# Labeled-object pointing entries
-- start --
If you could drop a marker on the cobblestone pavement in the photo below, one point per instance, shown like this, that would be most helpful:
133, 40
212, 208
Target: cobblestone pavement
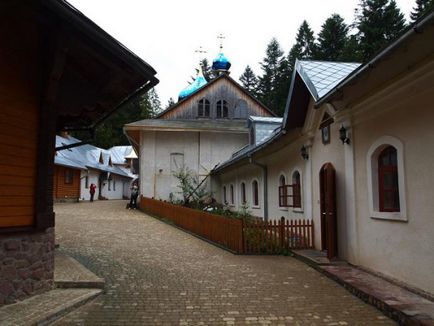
157, 274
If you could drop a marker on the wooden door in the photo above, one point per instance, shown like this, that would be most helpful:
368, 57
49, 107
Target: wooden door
329, 240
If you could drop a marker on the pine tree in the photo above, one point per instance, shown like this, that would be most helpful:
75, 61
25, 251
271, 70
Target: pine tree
422, 8
332, 39
170, 102
304, 47
378, 22
249, 80
268, 82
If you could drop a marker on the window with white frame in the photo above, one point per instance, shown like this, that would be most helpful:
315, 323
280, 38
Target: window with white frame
385, 170
255, 193
290, 194
243, 193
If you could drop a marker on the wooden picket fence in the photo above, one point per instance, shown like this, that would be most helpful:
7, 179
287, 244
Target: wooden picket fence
240, 236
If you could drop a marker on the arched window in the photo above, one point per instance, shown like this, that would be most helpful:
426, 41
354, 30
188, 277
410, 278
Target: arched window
222, 109
203, 108
386, 182
243, 193
388, 185
283, 193
255, 193
296, 189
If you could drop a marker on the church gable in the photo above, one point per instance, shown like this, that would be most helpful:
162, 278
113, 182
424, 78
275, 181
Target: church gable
222, 98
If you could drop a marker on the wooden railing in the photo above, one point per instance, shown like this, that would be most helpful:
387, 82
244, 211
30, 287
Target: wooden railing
219, 229
240, 236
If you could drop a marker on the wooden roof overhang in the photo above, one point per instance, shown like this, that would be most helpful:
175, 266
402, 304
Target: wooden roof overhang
94, 73
413, 48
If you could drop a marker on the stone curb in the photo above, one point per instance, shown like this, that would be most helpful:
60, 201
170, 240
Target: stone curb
63, 310
396, 314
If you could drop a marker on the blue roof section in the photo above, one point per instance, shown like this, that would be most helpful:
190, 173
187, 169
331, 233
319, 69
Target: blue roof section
221, 62
198, 83
87, 156
322, 76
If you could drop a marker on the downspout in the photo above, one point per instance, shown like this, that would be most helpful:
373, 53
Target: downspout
265, 186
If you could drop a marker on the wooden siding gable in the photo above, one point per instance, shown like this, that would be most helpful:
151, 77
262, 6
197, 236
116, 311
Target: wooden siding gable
240, 103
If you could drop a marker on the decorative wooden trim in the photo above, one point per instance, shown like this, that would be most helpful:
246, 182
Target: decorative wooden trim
44, 215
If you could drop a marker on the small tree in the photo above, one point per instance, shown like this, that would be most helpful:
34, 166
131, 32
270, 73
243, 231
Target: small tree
192, 190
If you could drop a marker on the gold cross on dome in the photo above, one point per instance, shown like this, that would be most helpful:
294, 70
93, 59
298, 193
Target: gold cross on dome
221, 38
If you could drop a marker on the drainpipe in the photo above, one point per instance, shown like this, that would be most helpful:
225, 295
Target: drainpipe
265, 186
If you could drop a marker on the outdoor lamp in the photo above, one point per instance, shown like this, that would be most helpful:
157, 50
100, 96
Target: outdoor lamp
343, 135
303, 152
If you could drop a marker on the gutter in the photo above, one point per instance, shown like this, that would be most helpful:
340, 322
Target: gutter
265, 186
415, 29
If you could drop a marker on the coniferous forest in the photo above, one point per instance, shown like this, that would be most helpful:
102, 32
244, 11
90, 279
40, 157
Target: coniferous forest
376, 24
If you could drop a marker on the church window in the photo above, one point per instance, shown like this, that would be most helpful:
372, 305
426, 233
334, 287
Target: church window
232, 195
69, 175
388, 180
243, 193
222, 109
203, 108
255, 193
-- end --
# WRITTEN EXERCISE
Copy each line of the records precisely and drop any images they hold.

# FULL ANSWER
If you could drop a marker on the cobblestone pavement in the photo below, one point per instance, shown like this, that would be most helpful:
133, 40
212, 208
Target: cobblestone pavement
157, 274
If you could drop a marker on the wooden door in the photo above, one point per instance, shown like this, that would be most helpful:
368, 57
49, 107
Target: wooden door
329, 240
If you could drop a marker on the pine tree in the photo above, one point per instance, shown like this, that would be most helpful:
75, 61
25, 251
271, 70
Target: pine tree
422, 8
332, 39
170, 102
304, 47
378, 22
249, 80
268, 82
If you could drop a marker on the window with white frame in the photo above, one point per instance, shown like this, that would be most helpful:
315, 323
280, 38
Target: window with white frame
385, 170
255, 193
290, 194
243, 193
If you could drop a marker on the wooden picket fence in the photo above, one point per instance, shown like this, that would be most helpful:
7, 179
287, 244
Target: wooden picket fence
240, 236
If you could drop a marker on the arched window in the photo above, one point per instance, shown like this, that would be most helpful:
426, 41
354, 30
188, 277
410, 278
Target: arched window
222, 109
203, 108
386, 182
243, 193
388, 185
283, 193
255, 193
296, 189
If you could drop a marker on the church gable in the photo above, one point per instance, shown like this, that would be most helpful:
162, 278
113, 182
424, 78
275, 181
Target: church gable
222, 98
If you could drop a marker on the wooden railing in the photo above, one point per instance, shown like this, that would be most helpful:
387, 82
244, 211
30, 287
Target: wooden railing
219, 229
240, 236
If you could drop a marker on the wooden roof overhang in the photo above, one point per instance, shown like this, that would be most helpful:
175, 266
402, 304
Target: wooden roof overhang
94, 73
413, 48
If you could drop a marker on the stone curb in the photo above, one point per instance, shown like this, that would be most helpful:
60, 201
170, 240
Target: stone curb
63, 310
396, 314
If you could drop a marker on the blue roof section in the photo above, one point per instance, shown like this, that would be most helpful:
190, 173
187, 169
331, 233
319, 69
Target: blue roof section
221, 62
198, 83
87, 156
322, 76
If you could drop a marker on the downspout in the photo above, one point per instance, shown like this, that would be most helpful:
373, 53
Target: downspout
265, 186
If you could drop a marker on the wooden siding gable in the photo above, one point per instance, shown like this, that would be most helpful:
151, 77
262, 6
197, 236
116, 311
Target: wooden siding gable
240, 103
If you could drop a marker on the decorative wooden trim in the photo above, one point per instance, shown like this, that would be most helpful:
246, 182
Target: decorative wooden trim
44, 215
If you could drop a marker on the small tree in the photo above, one point per instance, shown like this, that would be most helpful:
34, 166
131, 32
270, 73
243, 231
Target: small tree
192, 190
If you could drop a marker on the gold cross on dome in the photo above, one point per instance, shown like this, that would be most helpful:
294, 70
93, 59
298, 193
Target: gold cross on dome
221, 38
If you could drop a marker on the drainpipe in the photo above, one point per instance, shown like this, that would be most helpful:
225, 295
Target: drainpipe
265, 186
If you could drop a marker on the outdoor lamp in the photo above, one point per instance, shown like this, that would be most helpful:
157, 50
100, 96
Target: outdoor lamp
343, 135
303, 152
If you could drop a marker on the gutter in the photo above, one point per instance, shown like this, that would be most helpful:
340, 322
Target: gutter
265, 186
415, 29
If you could drop a marker on the coniferous forest in the photo above, one point per instance, shown like this, that would be most helpful:
102, 32
244, 11
90, 279
40, 157
Target: coniferous forest
376, 24
If you could drop a marker on the church window in the photo above, one point per instance, shown like this, that would be most helpful:
372, 305
426, 233
334, 287
Target: church window
232, 195
69, 175
388, 180
243, 193
222, 109
203, 108
255, 193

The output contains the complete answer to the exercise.